━━━ Data shown ━━━

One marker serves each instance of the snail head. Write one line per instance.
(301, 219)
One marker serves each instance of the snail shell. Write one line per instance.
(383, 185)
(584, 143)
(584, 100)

━━━

--- Short exercise ---
Format every line of the records above as a JSON list of strings, one string per line, with blank lines omitted.

--- Answer to the problem ---
[
  "One marker serves each instance of the snail head. Write one line per instance.",
  "(301, 219)",
  "One marker serves each instance of the snail shell. Write one line per instance.",
  "(383, 185)",
  "(584, 143)",
  "(584, 100)"
]